- Written task: Substitute "farthest from its edge" for "farthest from its outline" in the material, covering everything from the line containing "Where can the grass" down to the line containing "column 197, row 205". Give those lines again with nothing else changed.

------------------------------------------------

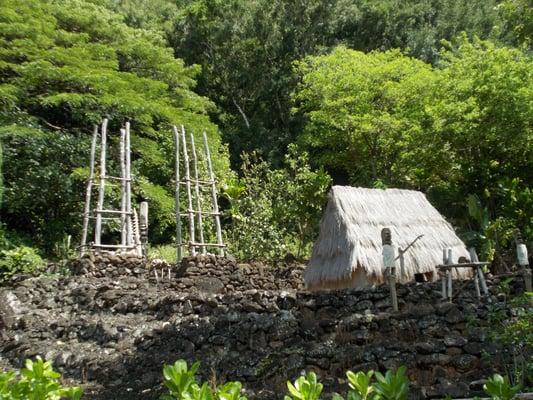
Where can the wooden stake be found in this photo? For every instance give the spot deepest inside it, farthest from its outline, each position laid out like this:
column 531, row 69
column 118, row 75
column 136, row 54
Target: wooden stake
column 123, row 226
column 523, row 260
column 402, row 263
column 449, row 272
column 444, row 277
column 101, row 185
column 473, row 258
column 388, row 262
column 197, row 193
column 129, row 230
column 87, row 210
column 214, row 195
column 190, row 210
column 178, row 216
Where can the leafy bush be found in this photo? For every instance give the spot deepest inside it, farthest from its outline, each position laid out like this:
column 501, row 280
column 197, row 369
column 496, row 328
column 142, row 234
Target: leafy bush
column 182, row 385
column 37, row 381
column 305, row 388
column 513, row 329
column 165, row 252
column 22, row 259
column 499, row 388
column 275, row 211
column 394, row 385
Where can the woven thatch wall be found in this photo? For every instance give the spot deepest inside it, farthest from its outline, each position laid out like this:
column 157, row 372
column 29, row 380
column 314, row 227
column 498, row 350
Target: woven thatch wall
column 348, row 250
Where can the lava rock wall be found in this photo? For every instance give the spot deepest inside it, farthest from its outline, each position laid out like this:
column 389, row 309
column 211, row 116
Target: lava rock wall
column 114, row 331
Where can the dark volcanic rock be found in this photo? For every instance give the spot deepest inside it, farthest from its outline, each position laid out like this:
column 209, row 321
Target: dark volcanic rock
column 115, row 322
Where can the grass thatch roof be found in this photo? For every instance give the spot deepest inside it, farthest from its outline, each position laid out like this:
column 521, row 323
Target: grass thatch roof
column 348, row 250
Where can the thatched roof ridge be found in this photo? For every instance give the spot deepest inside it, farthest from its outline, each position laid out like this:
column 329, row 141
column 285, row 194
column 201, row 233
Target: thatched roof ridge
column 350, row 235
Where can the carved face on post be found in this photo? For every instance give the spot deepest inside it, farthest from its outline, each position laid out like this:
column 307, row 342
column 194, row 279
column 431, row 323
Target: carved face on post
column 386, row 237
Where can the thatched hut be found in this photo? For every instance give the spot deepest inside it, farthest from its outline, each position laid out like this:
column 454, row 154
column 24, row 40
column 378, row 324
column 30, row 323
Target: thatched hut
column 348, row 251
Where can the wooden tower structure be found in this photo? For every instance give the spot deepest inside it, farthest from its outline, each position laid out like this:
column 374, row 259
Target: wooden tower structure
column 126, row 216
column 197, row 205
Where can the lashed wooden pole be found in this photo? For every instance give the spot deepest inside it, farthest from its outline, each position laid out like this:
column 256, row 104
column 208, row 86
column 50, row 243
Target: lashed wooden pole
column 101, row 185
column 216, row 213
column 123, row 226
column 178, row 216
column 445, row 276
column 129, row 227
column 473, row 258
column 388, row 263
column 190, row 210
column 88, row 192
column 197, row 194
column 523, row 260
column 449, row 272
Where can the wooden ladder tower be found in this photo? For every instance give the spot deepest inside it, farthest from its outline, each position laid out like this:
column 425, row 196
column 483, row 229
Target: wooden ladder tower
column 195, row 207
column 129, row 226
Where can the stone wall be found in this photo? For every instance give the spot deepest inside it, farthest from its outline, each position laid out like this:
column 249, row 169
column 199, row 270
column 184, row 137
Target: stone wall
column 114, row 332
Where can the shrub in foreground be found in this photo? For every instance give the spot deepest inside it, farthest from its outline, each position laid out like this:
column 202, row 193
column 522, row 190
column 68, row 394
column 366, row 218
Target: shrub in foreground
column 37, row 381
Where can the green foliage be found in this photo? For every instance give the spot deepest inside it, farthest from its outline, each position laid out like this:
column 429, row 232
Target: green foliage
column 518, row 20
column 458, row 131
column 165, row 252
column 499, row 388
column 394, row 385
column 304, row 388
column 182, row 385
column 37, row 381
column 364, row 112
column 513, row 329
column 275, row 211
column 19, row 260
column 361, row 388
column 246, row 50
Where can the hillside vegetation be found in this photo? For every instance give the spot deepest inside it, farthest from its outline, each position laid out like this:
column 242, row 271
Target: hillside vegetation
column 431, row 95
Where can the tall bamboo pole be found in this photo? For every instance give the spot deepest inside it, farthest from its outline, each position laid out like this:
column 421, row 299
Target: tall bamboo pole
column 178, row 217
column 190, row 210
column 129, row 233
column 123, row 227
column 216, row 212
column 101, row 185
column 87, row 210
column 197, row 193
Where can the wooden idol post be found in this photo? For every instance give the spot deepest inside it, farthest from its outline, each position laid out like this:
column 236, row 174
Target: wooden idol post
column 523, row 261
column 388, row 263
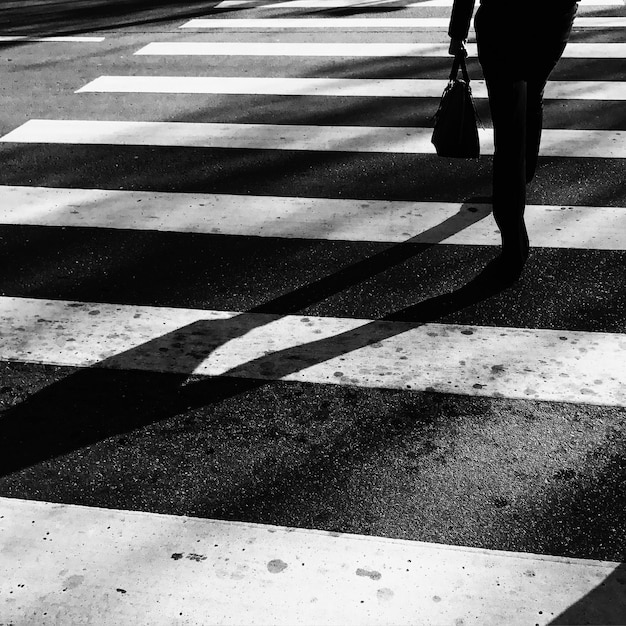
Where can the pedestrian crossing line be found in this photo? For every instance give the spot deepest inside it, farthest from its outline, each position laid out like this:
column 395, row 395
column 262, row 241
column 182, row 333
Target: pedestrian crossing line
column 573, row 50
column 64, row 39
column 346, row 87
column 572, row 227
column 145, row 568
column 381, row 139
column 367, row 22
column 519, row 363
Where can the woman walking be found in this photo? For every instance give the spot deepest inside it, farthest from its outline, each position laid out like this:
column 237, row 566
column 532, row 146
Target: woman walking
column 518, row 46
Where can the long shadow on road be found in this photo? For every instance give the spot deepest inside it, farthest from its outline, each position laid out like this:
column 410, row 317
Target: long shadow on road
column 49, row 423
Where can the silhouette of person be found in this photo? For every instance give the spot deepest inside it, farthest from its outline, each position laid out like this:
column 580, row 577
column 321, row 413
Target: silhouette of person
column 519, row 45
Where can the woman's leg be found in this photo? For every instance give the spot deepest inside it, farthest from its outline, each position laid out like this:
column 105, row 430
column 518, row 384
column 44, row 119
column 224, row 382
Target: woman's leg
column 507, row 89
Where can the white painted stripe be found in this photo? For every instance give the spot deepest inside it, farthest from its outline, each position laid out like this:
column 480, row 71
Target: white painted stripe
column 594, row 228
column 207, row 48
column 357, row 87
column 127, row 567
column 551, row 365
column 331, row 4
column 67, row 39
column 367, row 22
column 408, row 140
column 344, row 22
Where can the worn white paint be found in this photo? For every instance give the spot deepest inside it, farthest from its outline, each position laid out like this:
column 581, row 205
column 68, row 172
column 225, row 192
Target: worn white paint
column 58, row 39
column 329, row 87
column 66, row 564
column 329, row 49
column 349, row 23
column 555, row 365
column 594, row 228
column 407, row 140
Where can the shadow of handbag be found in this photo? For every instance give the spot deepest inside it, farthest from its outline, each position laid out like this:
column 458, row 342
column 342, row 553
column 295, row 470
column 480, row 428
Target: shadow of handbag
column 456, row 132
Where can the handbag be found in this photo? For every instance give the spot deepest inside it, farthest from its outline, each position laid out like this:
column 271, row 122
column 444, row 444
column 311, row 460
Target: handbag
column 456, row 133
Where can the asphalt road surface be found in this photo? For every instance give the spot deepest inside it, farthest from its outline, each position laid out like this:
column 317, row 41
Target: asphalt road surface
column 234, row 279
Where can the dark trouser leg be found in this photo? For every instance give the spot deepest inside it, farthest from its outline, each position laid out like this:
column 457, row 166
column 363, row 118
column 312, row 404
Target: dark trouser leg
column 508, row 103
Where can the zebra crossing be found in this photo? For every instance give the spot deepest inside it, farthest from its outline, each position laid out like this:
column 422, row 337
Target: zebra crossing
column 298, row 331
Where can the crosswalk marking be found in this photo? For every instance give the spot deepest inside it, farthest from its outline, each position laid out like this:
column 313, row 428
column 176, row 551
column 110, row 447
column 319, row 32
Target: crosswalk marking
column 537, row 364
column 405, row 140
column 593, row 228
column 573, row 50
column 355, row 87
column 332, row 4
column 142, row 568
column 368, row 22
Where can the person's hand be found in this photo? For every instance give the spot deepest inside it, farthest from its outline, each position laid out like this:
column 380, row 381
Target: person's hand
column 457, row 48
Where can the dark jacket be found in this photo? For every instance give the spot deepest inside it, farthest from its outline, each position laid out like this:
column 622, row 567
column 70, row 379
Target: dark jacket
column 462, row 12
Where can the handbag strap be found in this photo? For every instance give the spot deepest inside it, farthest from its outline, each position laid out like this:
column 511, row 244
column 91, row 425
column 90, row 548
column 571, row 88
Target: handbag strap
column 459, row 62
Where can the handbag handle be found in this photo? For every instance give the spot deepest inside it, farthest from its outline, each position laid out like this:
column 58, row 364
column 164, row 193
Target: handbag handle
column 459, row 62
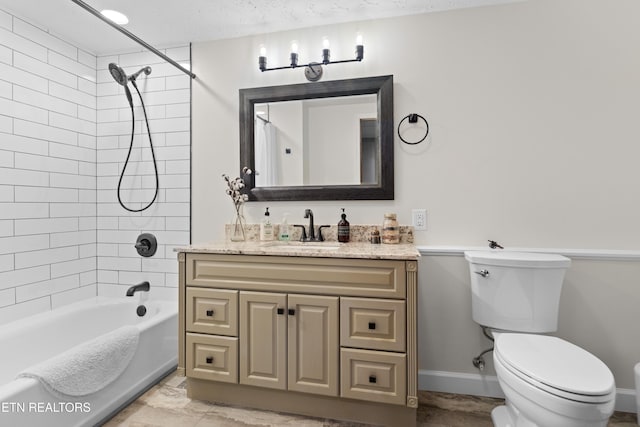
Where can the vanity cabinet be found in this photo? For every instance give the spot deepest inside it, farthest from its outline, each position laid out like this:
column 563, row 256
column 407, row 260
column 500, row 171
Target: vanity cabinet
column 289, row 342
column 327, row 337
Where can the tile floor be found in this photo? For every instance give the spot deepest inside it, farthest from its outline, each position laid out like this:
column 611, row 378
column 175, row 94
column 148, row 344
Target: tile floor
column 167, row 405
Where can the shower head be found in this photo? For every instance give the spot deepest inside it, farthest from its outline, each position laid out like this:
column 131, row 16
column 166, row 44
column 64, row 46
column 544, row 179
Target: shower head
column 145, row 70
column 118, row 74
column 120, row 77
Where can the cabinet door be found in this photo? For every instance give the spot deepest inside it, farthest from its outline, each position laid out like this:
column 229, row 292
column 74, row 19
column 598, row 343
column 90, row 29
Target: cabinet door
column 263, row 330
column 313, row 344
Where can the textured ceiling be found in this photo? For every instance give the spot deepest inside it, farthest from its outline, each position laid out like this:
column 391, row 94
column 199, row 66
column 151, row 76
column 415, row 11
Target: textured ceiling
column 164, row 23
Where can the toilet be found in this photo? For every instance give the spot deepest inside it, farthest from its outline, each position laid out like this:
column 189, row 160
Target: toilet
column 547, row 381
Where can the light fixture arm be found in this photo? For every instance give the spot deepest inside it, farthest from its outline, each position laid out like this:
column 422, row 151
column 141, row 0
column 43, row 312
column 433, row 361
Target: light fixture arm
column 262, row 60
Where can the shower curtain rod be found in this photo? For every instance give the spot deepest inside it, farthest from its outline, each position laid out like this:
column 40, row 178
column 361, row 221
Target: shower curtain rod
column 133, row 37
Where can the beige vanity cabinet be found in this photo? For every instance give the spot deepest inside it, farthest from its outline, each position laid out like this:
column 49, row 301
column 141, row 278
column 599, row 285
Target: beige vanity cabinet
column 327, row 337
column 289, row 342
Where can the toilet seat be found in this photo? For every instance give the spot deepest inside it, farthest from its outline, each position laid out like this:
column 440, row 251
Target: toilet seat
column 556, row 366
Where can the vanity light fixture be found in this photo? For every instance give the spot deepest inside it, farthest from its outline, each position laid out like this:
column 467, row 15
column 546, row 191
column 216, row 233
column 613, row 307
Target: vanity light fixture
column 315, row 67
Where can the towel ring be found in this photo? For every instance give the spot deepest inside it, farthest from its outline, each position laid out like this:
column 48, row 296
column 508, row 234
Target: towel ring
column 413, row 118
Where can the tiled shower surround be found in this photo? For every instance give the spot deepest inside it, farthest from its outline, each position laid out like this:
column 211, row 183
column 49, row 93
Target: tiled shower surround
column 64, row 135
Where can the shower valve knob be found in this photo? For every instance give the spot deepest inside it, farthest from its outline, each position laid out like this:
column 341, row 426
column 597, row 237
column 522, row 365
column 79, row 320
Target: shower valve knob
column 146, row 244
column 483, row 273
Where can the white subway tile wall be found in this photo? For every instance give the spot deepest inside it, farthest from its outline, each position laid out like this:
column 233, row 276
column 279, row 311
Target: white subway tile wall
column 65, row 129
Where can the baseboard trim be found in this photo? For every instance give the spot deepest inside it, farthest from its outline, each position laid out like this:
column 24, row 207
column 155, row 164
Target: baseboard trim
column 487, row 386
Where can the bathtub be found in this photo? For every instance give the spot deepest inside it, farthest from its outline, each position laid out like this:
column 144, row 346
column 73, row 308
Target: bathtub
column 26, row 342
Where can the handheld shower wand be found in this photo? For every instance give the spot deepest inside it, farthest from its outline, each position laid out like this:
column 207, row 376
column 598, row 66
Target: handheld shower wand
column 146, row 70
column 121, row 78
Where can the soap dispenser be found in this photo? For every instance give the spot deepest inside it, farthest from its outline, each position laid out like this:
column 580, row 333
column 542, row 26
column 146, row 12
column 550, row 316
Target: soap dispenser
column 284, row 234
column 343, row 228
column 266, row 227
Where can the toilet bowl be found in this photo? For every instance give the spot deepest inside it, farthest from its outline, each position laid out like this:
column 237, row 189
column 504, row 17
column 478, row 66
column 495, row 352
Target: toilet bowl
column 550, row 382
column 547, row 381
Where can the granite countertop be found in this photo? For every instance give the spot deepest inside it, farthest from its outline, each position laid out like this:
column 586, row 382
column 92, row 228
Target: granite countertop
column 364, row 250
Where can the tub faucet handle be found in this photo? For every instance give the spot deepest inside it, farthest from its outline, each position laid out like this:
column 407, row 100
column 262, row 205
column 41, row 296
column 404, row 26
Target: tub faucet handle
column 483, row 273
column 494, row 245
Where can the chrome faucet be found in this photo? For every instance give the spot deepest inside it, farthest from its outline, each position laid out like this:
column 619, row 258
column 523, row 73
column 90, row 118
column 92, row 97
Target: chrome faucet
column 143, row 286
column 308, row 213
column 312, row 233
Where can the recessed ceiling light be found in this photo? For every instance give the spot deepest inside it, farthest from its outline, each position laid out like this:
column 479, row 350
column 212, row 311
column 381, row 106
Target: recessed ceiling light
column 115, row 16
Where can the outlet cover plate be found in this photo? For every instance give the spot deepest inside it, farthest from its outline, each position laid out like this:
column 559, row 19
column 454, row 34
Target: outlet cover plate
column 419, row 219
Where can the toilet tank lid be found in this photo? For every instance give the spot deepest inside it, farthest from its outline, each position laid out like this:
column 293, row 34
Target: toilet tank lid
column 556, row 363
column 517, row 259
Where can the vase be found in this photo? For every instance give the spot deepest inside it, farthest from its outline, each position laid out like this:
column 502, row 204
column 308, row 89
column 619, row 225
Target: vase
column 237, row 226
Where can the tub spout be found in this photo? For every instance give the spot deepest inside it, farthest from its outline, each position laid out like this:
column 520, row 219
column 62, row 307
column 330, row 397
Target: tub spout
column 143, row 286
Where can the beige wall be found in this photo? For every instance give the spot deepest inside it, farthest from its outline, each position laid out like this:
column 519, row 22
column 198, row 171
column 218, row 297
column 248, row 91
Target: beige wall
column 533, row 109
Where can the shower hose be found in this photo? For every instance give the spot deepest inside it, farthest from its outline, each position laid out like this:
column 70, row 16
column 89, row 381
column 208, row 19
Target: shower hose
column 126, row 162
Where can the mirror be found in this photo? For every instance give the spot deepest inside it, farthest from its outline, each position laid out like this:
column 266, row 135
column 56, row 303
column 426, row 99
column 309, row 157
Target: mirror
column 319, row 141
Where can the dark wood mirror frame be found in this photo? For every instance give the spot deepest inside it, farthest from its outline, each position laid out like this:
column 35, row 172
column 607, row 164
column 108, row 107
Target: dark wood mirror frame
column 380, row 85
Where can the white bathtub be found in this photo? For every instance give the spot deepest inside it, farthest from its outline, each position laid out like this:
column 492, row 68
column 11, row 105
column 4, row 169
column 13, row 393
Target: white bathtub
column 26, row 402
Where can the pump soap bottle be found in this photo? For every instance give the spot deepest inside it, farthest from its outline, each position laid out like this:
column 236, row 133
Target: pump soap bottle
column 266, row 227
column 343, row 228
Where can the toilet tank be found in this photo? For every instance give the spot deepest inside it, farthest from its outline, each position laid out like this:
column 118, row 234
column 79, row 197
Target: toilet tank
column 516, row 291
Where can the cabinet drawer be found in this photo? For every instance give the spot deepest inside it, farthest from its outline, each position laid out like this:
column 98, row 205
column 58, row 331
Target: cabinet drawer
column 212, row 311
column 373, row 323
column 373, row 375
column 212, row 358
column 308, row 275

------------------------------------------------

- Final result:
Where can the grass thatch roof be found in this photo? For every instance give the spot deepest inside it, farthest from its edge, each position laid out like this:
column 521, row 323
Target: grass thatch roof
column 348, row 250
Where can the thatched roof ridge be found in this photo? For every instance give the spot deepest inside it, farthest from its edge, each position laid out like this:
column 329, row 141
column 285, row 194
column 201, row 233
Target: thatched roof ridge
column 350, row 235
Where can the carved face on post be found in this photo? For every instance give the spot deepest inside it, farthest from its edge, each position laid out like this:
column 307, row 342
column 194, row 279
column 431, row 323
Target: carved face on post
column 386, row 237
Where can the thatched hut be found in this photo? For every instance give the spot deepest inside it, farthest from its edge, each position laid out like this:
column 454, row 154
column 24, row 40
column 378, row 324
column 30, row 323
Target: thatched hut
column 348, row 251
Where can the wooden tower structure be found in this photo? For every instance give the spot deepest inside it, farthest from its edge, each position laid out like this:
column 374, row 259
Target: wooden tower structure
column 126, row 216
column 197, row 205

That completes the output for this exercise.